Task details: Please repeat all the entries. Nothing may differ.
= = = = =
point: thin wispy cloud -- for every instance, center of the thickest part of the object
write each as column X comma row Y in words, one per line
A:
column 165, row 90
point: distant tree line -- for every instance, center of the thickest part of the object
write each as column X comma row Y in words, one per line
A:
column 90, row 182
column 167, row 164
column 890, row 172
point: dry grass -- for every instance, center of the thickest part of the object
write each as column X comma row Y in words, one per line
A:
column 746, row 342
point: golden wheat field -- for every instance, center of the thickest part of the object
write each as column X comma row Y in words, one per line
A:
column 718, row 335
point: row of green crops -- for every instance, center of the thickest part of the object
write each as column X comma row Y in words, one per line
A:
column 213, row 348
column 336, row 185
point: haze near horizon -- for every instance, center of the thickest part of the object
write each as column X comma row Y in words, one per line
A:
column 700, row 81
= = = = =
Response below:
point: thin wispy cloud -- for every instance, center of the thickest part of the object
write each as column X comma row Y in words, one per line
A:
column 165, row 90
point: distant tree line -- for every instance, center of the thickest part of the object
write each as column X comma row Y in words, one per line
A:
column 90, row 182
column 167, row 164
column 890, row 172
point: dry grass -- for every instance, center of the thickest part of the object
write each as column X comma row Y in words, one per line
A:
column 746, row 342
point: golden wheat field -- for every instance, center of the thickest part of the object
write each as column X comma row Y in words, one per line
A:
column 718, row 335
point: row of green crops -- for every instance, center of the thickest part of the object
write each as column X comma row Y in words, one per line
A:
column 213, row 348
column 336, row 185
point: haze near horizon -- for every instance, center of the thickest part of the object
write each as column X comma row Y in words, one per line
A:
column 700, row 81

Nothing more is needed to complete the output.